WHAT THIS TASK INVOLVES: Set down all of the data again, character for character.

Excerpts from a dataset:
* * * * *
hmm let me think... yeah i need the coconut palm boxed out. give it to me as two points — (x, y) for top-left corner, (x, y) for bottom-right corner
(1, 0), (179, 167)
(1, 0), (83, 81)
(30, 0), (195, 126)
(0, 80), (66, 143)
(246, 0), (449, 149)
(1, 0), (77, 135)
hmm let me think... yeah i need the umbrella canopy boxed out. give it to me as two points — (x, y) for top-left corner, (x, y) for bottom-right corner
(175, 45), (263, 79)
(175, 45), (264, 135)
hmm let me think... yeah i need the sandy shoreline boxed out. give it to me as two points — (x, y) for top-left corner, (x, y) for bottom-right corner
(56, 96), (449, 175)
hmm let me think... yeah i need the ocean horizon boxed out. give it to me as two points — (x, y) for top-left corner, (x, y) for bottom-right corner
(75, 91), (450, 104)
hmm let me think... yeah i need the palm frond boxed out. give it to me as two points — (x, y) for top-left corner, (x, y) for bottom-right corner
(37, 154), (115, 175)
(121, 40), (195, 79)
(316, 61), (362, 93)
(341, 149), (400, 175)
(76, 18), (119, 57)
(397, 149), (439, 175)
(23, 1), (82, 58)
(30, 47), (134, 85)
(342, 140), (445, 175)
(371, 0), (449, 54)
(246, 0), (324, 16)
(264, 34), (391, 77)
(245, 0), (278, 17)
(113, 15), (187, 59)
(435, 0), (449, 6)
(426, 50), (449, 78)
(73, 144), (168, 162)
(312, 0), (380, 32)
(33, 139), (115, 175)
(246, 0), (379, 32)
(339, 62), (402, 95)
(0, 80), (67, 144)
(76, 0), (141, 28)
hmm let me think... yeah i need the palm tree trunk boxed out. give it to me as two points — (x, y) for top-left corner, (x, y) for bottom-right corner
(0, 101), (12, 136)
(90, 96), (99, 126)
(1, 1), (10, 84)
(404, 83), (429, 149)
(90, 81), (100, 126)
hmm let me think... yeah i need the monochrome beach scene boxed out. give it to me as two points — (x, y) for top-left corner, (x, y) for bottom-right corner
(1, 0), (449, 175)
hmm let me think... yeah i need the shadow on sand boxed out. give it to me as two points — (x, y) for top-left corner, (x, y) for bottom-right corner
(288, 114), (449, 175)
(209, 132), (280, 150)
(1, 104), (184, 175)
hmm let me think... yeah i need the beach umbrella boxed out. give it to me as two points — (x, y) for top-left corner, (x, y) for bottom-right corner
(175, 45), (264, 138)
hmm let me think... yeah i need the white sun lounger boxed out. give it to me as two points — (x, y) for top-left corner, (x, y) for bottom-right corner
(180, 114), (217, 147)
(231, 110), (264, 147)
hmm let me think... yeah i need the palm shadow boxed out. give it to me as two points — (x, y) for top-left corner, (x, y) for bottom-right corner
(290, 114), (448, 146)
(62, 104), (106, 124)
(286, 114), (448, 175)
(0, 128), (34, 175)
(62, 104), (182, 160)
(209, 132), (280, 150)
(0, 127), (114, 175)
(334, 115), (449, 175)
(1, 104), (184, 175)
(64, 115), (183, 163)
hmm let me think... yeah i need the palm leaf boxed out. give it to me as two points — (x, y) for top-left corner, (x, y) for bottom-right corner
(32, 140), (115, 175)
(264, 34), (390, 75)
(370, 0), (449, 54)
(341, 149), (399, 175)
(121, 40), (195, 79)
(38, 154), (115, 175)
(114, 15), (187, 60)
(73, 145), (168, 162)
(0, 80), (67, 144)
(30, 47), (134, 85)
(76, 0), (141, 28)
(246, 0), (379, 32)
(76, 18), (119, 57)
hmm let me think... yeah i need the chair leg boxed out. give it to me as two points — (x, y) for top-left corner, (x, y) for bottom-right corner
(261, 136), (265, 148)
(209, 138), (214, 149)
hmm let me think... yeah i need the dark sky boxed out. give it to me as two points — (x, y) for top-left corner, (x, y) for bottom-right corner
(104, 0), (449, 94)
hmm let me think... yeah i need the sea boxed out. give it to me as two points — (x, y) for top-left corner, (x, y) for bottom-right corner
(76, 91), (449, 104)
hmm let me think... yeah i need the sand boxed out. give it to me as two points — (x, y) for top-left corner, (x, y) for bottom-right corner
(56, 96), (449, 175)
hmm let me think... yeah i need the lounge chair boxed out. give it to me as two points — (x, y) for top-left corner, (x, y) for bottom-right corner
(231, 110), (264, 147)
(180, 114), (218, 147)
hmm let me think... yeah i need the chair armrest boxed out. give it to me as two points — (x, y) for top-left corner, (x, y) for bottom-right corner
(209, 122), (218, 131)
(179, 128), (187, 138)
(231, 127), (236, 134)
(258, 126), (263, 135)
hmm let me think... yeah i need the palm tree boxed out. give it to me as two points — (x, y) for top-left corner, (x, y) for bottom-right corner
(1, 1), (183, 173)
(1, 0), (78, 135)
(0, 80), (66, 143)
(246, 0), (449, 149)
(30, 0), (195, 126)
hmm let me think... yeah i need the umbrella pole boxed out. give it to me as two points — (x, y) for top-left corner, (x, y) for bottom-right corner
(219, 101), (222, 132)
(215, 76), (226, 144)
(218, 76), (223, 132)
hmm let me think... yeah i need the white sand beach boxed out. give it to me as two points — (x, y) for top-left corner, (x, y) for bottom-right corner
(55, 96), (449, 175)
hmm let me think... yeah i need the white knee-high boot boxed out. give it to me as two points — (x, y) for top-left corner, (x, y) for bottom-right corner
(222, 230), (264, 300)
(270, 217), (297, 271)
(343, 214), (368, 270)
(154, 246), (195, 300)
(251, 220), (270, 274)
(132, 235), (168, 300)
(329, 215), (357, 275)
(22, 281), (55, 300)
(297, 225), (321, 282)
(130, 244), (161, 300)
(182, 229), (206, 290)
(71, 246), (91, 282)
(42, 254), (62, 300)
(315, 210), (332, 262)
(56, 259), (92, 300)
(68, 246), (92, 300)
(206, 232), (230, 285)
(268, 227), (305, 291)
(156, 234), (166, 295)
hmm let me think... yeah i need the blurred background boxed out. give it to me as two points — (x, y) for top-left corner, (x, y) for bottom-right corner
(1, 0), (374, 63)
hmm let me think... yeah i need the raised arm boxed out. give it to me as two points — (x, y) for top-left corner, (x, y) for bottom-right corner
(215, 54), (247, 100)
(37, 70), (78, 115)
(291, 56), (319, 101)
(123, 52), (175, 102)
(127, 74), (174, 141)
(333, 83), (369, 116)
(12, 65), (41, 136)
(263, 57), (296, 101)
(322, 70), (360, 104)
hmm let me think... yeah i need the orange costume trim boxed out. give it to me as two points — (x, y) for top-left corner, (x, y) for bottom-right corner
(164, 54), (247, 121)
* * * * *
FINISHED TASK:
hmm let me think... yeah i need the coconut palm boxed out. give it to me as two points — (x, y) for top-left corner, (x, y) for bottom-right corner
(1, 0), (179, 167)
(1, 0), (83, 81)
(30, 0), (195, 126)
(0, 80), (66, 143)
(246, 0), (449, 149)
(1, 0), (77, 135)
hmm let me think... yeah i need the umbrella canopy boxed out. give it to me as two points — (x, y) for top-left corner, (x, y) for bottom-right corner
(175, 45), (263, 79)
(175, 45), (264, 135)
hmm let me think... yeah i need the sandy shoreline boxed out. give it to me as two points — (x, y) for top-left corner, (x, y) for bottom-right corner
(56, 96), (449, 175)
hmm let me think... yeah i need the ocean horizon boxed out. give it to me as two points — (x, y) for top-left corner, (x, y) for bottom-right corner
(75, 91), (450, 104)
hmm let me think... yeah i need the palm frond boxed out. give it to me as two points — (x, y) for top-left corner, (x, y) for bottom-right corner
(37, 154), (115, 175)
(121, 40), (195, 79)
(316, 61), (362, 93)
(341, 149), (400, 175)
(76, 18), (119, 57)
(397, 149), (439, 175)
(23, 1), (82, 58)
(30, 47), (134, 85)
(342, 140), (445, 175)
(371, 0), (449, 54)
(246, 0), (324, 16)
(264, 34), (391, 77)
(245, 0), (278, 17)
(113, 15), (187, 59)
(435, 0), (449, 6)
(426, 50), (449, 78)
(73, 144), (168, 162)
(312, 0), (380, 32)
(33, 139), (115, 175)
(246, 0), (379, 32)
(339, 62), (402, 95)
(0, 80), (67, 144)
(76, 0), (141, 28)
hmm let me think... yeah i need the palm tree trunk boxed out. give it to me as two points — (x, y) for top-left corner, (x, y) for bottom-right corner
(0, 101), (12, 136)
(90, 96), (99, 126)
(1, 1), (10, 84)
(404, 83), (429, 149)
(90, 81), (100, 126)
hmm let me think... yeah i need the monochrome beach scene boxed out. give it to me as two points — (x, y) for top-left corner, (x, y) for bottom-right corner
(1, 0), (449, 175)
hmm let me think... yeah i need the shadow on sand boxed out. give it to me as two points — (x, y) for top-left corner, (x, y) for bottom-right corner
(288, 114), (449, 175)
(209, 132), (280, 150)
(1, 104), (184, 175)
hmm let me think... yeah i need the beach umbrella boxed out. give it to me as two points — (x, y) for top-left corner, (x, y) for bottom-right corner
(175, 45), (264, 138)
hmm let me think... yeah i need the white sun lounger boxed out. give it to me as two points — (x, y) for top-left corner, (x, y) for bottom-right corner
(180, 114), (217, 147)
(231, 110), (264, 147)
hmm let me think... yeah i need the palm shadow boxed out. give it to me as two points — (x, y) for top-left corner, (x, y) for bottom-right corner
(290, 114), (448, 146)
(62, 104), (106, 124)
(286, 114), (448, 175)
(0, 128), (34, 175)
(62, 104), (182, 160)
(209, 132), (280, 150)
(0, 127), (114, 175)
(334, 115), (449, 175)
(1, 104), (184, 175)
(64, 115), (183, 163)
hmm let me think... yeah i need the palm leaf boxed out. give it to me as two points — (x, y) for top-left corner, (x, y) for bottom-right corner
(32, 140), (115, 175)
(264, 34), (390, 75)
(370, 0), (449, 54)
(341, 149), (399, 175)
(121, 40), (195, 79)
(38, 154), (115, 175)
(114, 15), (187, 60)
(73, 145), (168, 162)
(0, 80), (67, 144)
(30, 47), (134, 85)
(76, 0), (141, 28)
(246, 0), (379, 32)
(76, 18), (119, 57)
hmm let me think... yeah i need the chair leg boxed out. give it to me as two points — (x, y) for top-left corner, (x, y) for bottom-right corner
(261, 136), (265, 148)
(209, 138), (214, 149)
hmm let me think... yeah i need the dark sky boxed out. give it to me as two points — (x, y) for top-left corner, (x, y) for bottom-right corner
(104, 0), (449, 94)
hmm let me think... yeah i need the sea boxed out. give it to me as two points — (x, y) for top-left corner, (x, y) for bottom-right corner
(76, 91), (449, 104)
hmm let me think... yeah i need the sand boxed out. give it to me as two points — (x, y) for top-left corner, (x, y) for bottom-right corner
(56, 96), (449, 175)
hmm let me think... yeah i need the lounge chair boxed out. give it to me as two points — (x, y) for top-left corner, (x, y) for bottom-right corner
(231, 110), (264, 147)
(180, 114), (218, 147)
hmm let me think... yeah i need the chair armrest boxed out. give it to me as two points — (x, y) for top-left corner, (x, y) for bottom-right corner
(209, 122), (218, 131)
(179, 128), (187, 138)
(231, 127), (236, 134)
(258, 126), (263, 135)
hmm let me think... yeah i need the palm tree boxed out. give it to me as two points — (x, y) for top-left corner, (x, y) for bottom-right corner
(1, 1), (183, 173)
(1, 0), (78, 135)
(0, 80), (66, 143)
(246, 0), (449, 149)
(30, 0), (195, 126)
hmm let me think... yeah i need the umbrella pole boxed out. give it to me as two points — (x, y) for top-left corner, (x, y) for bottom-right corner
(219, 101), (222, 132)
(215, 76), (226, 144)
(218, 76), (223, 132)
hmm let me think... yeah i need the white sand beach boxed out. give it to me as two points — (x, y) for top-left corner, (x, y) for bottom-right corner
(55, 96), (449, 175)
hmm let me think... yeah i need the white knee-high boot boxed out. give it to me as two points — (x, y) for top-left corner, (x, y) for bottom-right corner
(222, 230), (264, 300)
(270, 217), (297, 271)
(343, 214), (368, 270)
(154, 246), (195, 300)
(251, 220), (270, 274)
(132, 235), (168, 300)
(329, 215), (357, 275)
(22, 281), (55, 300)
(297, 225), (321, 282)
(130, 244), (161, 300)
(182, 229), (206, 290)
(71, 246), (91, 282)
(42, 254), (62, 300)
(315, 210), (332, 262)
(56, 259), (92, 300)
(68, 246), (92, 300)
(206, 232), (230, 285)
(268, 227), (305, 291)
(156, 234), (166, 295)
hmm let me think... yeah i need the blurred background boxed out. give it to me as two points — (x, y) for top-left corner, (x, y) for bottom-right corner
(1, 0), (374, 63)
hmm let me think... yeah i need the raised arm boxed out. give it to me as two points — (x, y) for top-left corner, (x, y) for bottom-right corner
(215, 54), (247, 100)
(37, 70), (78, 115)
(291, 56), (319, 101)
(123, 52), (175, 102)
(127, 74), (174, 141)
(333, 83), (369, 116)
(12, 65), (41, 136)
(263, 57), (296, 101)
(322, 70), (360, 104)
hmm let me think... yeah i need the orange costume trim boxed out. give it to me as two points — (x, y) for top-left corner, (x, y) for bottom-right corner
(164, 54), (247, 121)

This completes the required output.